-- Start RECORDS SHOWN --
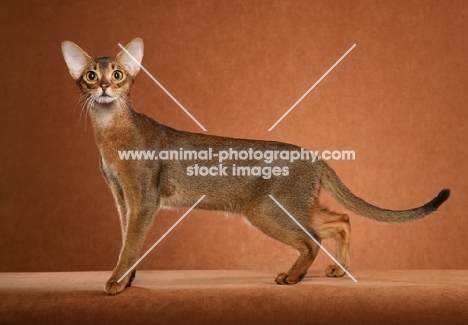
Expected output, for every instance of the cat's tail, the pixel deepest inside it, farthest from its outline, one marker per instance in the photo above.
(343, 195)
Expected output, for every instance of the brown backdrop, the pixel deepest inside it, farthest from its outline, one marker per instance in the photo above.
(398, 99)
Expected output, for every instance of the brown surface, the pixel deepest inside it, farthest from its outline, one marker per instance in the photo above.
(398, 99)
(236, 297)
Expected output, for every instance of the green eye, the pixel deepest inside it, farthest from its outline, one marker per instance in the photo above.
(117, 75)
(91, 76)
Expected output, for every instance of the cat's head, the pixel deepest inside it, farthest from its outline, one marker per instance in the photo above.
(104, 80)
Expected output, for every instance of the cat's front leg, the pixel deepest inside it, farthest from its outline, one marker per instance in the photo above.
(139, 220)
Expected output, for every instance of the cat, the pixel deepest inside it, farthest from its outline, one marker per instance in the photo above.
(141, 187)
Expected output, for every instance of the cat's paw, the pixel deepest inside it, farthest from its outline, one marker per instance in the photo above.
(334, 271)
(112, 287)
(285, 278)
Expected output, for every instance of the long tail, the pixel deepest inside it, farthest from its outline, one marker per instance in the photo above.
(343, 195)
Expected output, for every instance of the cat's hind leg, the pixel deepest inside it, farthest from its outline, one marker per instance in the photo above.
(329, 224)
(284, 230)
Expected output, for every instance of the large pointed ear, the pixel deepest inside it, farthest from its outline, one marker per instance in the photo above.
(75, 58)
(135, 52)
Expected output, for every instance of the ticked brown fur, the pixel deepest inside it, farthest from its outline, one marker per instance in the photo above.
(142, 187)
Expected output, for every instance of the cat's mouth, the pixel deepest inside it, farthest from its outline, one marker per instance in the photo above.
(105, 98)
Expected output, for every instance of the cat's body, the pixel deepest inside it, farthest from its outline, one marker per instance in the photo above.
(142, 187)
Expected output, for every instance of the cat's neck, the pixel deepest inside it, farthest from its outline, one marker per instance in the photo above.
(105, 116)
(111, 121)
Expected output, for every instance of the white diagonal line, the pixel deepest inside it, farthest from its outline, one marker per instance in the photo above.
(160, 239)
(310, 89)
(313, 238)
(162, 87)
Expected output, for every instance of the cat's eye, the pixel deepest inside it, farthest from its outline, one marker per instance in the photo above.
(117, 75)
(91, 76)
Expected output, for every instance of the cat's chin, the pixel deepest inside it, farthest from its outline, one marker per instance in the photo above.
(105, 99)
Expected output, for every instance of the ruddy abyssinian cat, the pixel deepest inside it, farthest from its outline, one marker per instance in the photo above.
(142, 187)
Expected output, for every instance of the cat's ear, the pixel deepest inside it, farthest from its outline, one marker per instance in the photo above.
(135, 49)
(75, 58)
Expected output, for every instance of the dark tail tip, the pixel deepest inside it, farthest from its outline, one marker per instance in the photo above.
(438, 200)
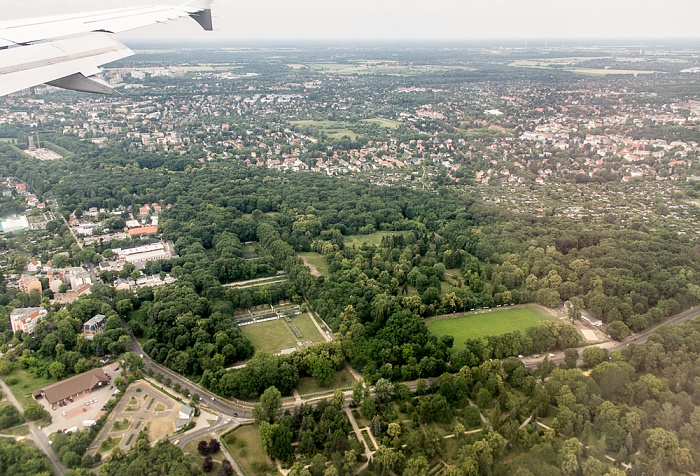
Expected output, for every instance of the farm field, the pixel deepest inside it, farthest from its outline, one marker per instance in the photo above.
(495, 322)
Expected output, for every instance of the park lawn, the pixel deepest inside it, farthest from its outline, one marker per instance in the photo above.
(307, 328)
(245, 446)
(342, 379)
(21, 430)
(382, 122)
(371, 239)
(316, 260)
(25, 385)
(494, 322)
(271, 336)
(140, 317)
(333, 129)
(110, 443)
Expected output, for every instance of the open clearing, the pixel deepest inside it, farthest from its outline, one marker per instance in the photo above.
(316, 262)
(333, 129)
(371, 239)
(342, 379)
(271, 336)
(382, 122)
(23, 384)
(245, 445)
(275, 336)
(486, 323)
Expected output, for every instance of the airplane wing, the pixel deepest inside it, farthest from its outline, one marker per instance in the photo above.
(67, 50)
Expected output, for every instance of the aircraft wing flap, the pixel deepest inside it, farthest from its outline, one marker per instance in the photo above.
(21, 32)
(31, 65)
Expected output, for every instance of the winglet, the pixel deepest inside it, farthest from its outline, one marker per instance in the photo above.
(200, 12)
(199, 4)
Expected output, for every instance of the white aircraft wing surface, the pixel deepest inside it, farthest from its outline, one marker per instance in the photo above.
(67, 50)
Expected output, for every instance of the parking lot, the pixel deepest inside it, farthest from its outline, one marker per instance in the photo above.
(84, 407)
(141, 406)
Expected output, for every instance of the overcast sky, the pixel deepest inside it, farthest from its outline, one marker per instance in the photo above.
(411, 19)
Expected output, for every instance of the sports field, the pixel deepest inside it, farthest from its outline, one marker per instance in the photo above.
(494, 322)
(275, 336)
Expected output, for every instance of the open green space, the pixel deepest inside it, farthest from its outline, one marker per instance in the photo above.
(307, 328)
(245, 446)
(191, 448)
(110, 443)
(315, 260)
(342, 379)
(492, 322)
(333, 129)
(382, 122)
(371, 239)
(21, 430)
(271, 336)
(23, 384)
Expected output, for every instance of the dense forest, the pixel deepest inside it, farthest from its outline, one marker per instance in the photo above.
(440, 253)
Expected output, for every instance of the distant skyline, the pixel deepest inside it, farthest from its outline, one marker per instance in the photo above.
(411, 19)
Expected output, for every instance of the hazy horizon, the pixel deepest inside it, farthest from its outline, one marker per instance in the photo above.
(442, 20)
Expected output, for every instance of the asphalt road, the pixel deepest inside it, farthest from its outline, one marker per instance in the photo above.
(225, 408)
(38, 436)
(558, 357)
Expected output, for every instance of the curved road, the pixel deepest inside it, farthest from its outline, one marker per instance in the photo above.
(36, 435)
(639, 338)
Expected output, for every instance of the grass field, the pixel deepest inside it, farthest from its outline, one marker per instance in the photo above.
(196, 458)
(271, 336)
(382, 122)
(496, 322)
(23, 385)
(342, 379)
(333, 129)
(307, 328)
(316, 261)
(245, 445)
(371, 239)
(110, 443)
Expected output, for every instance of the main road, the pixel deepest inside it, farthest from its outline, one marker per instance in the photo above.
(558, 357)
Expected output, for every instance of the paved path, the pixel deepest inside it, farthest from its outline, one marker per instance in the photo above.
(358, 433)
(320, 330)
(39, 438)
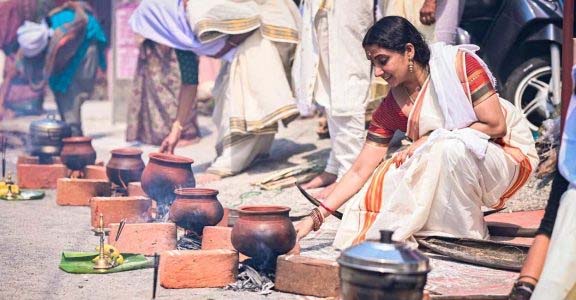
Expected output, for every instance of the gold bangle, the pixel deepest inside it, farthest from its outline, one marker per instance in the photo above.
(177, 125)
(231, 43)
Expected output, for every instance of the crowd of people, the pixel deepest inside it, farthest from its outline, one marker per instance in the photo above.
(466, 148)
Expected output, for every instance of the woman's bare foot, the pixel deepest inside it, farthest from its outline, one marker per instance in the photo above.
(207, 177)
(323, 194)
(322, 180)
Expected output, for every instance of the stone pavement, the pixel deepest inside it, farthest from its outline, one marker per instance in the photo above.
(34, 233)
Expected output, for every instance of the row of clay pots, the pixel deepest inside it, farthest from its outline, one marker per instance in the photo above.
(261, 232)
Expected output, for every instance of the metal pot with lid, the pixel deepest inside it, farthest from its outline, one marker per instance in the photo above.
(46, 136)
(382, 270)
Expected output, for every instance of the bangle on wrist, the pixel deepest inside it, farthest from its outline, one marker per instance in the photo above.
(231, 43)
(317, 219)
(330, 211)
(178, 125)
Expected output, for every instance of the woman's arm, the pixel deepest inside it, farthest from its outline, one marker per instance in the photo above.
(367, 161)
(491, 120)
(483, 96)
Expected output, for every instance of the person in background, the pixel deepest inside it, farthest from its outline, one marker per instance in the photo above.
(251, 97)
(332, 30)
(155, 104)
(17, 97)
(72, 43)
(557, 279)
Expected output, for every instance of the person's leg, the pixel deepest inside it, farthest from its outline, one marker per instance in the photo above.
(558, 276)
(347, 135)
(70, 102)
(534, 263)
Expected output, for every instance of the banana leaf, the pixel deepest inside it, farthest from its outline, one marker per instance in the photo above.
(24, 195)
(81, 263)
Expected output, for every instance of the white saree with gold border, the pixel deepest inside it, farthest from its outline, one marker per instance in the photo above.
(440, 189)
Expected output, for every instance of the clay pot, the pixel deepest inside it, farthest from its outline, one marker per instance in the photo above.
(195, 208)
(263, 232)
(163, 174)
(77, 152)
(125, 166)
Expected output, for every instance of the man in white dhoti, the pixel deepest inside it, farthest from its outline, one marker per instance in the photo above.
(470, 148)
(329, 68)
(252, 92)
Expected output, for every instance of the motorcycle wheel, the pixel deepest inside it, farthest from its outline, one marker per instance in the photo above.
(528, 88)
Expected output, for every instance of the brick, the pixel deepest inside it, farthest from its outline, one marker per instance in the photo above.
(135, 189)
(197, 268)
(217, 237)
(29, 159)
(224, 221)
(95, 172)
(144, 238)
(307, 276)
(34, 176)
(78, 192)
(114, 209)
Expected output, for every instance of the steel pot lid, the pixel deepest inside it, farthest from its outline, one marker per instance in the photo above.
(385, 256)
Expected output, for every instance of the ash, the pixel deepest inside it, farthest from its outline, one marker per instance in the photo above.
(189, 241)
(252, 280)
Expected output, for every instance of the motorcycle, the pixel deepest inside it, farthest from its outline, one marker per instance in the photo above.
(521, 41)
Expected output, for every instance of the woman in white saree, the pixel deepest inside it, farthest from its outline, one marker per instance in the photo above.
(256, 40)
(470, 148)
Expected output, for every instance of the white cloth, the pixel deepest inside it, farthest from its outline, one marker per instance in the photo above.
(441, 188)
(347, 136)
(349, 74)
(558, 276)
(33, 37)
(448, 15)
(410, 10)
(165, 22)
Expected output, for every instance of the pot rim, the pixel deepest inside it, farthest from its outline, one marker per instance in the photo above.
(128, 151)
(189, 191)
(262, 209)
(77, 139)
(170, 158)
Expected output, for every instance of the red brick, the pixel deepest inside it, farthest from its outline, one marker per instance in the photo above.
(217, 237)
(114, 209)
(197, 268)
(224, 221)
(34, 176)
(28, 159)
(135, 189)
(95, 172)
(144, 238)
(80, 191)
(307, 276)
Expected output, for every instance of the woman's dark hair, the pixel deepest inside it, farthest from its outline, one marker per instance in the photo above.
(393, 33)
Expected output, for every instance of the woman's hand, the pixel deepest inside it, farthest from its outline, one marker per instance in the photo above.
(428, 12)
(304, 227)
(169, 143)
(402, 156)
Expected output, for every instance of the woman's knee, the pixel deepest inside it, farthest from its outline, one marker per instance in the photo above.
(453, 151)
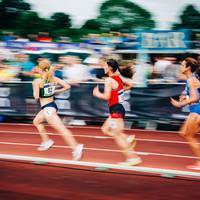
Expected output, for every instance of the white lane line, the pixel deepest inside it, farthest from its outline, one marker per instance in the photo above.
(107, 150)
(91, 127)
(96, 137)
(106, 166)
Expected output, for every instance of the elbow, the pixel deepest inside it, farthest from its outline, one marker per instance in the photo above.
(36, 97)
(67, 87)
(194, 100)
(106, 97)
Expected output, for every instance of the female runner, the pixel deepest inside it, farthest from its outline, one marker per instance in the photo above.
(191, 127)
(114, 125)
(44, 90)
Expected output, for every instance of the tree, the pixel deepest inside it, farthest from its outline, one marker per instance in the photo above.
(61, 21)
(30, 22)
(189, 19)
(123, 15)
(10, 11)
(91, 24)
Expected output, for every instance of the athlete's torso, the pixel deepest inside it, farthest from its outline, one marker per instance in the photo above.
(46, 93)
(118, 93)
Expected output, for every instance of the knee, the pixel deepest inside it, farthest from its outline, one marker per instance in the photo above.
(36, 122)
(104, 130)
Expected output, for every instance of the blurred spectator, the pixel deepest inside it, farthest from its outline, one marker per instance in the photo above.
(160, 66)
(44, 37)
(26, 66)
(96, 66)
(172, 71)
(74, 70)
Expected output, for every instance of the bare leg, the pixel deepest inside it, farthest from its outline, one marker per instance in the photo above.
(192, 126)
(114, 128)
(38, 123)
(106, 129)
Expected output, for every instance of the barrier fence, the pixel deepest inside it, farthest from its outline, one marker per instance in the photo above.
(151, 102)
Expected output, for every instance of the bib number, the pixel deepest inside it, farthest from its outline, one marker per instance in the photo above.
(49, 90)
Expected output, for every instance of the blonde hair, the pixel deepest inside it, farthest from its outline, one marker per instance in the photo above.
(45, 66)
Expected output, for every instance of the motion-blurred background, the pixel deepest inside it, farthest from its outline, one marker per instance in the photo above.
(77, 36)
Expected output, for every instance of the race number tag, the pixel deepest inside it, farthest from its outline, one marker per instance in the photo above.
(49, 90)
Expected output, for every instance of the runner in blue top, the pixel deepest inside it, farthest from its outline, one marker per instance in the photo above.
(44, 90)
(191, 97)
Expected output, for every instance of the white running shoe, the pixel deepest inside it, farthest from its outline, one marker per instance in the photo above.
(77, 153)
(132, 161)
(132, 141)
(45, 145)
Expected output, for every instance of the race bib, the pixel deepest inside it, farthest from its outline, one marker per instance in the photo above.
(121, 96)
(49, 90)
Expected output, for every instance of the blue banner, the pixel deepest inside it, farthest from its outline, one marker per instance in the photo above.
(164, 40)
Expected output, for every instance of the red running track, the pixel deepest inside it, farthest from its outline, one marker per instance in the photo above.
(162, 150)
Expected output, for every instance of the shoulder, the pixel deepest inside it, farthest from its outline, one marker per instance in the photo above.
(108, 80)
(193, 82)
(36, 81)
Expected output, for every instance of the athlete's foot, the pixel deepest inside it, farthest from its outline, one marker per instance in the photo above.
(45, 145)
(132, 161)
(194, 167)
(77, 153)
(131, 141)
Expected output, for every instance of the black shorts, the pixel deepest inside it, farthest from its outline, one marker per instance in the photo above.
(51, 104)
(117, 111)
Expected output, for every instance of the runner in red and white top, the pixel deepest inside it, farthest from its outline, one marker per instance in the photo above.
(114, 89)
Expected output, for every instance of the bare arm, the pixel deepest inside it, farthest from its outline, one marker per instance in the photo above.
(107, 91)
(127, 85)
(36, 89)
(194, 96)
(64, 85)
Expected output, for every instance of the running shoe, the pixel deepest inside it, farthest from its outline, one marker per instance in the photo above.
(78, 152)
(132, 142)
(132, 161)
(45, 145)
(194, 167)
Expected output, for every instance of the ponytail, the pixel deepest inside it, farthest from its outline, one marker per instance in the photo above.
(48, 72)
(124, 70)
(194, 66)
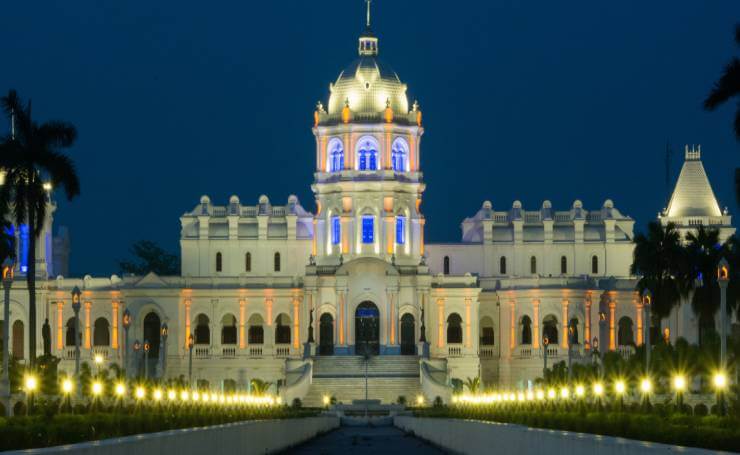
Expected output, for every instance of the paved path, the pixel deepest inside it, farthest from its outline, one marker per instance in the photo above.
(366, 440)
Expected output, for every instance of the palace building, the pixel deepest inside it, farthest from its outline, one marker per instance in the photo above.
(275, 292)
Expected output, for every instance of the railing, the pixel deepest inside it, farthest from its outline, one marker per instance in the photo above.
(202, 352)
(103, 351)
(486, 353)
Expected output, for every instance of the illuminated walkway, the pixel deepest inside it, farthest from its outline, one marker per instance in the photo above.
(366, 440)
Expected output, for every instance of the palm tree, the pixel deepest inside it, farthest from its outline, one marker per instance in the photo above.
(727, 87)
(31, 159)
(660, 261)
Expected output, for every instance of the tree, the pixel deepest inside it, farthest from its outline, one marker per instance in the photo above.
(726, 88)
(151, 258)
(32, 160)
(660, 261)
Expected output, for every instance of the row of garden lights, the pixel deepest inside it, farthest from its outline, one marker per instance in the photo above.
(679, 384)
(120, 390)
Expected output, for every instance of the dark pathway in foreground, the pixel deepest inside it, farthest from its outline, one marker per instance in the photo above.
(366, 440)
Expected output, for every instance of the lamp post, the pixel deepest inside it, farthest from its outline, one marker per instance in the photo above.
(76, 308)
(545, 342)
(126, 324)
(723, 277)
(147, 346)
(163, 347)
(8, 266)
(647, 300)
(190, 359)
-- End RECORDS SHOWN --
Copy only the stretch running from the line containing "Expected output, for every instance of the row of garden" to the final line of the entries, both ends included, exactly as it stands.

=== EXERCISE RESULT ===
Expected output, for every instance of the row of garden lights, the pixel deepest inside it, farthest from its outline, one marker per instance in the photo above.
(679, 384)
(120, 390)
Expected output, for every instance of the dark pathway in foreground, the pixel deepest inside it, farthest from its outline, one marker per instance in the photo above.
(366, 440)
Expected output, for every instance of the lamp post, the pixel deepest inside it, farthest from its outline, one marker per instance in the photo above.
(76, 308)
(545, 342)
(126, 324)
(723, 277)
(147, 346)
(163, 347)
(8, 266)
(647, 300)
(190, 359)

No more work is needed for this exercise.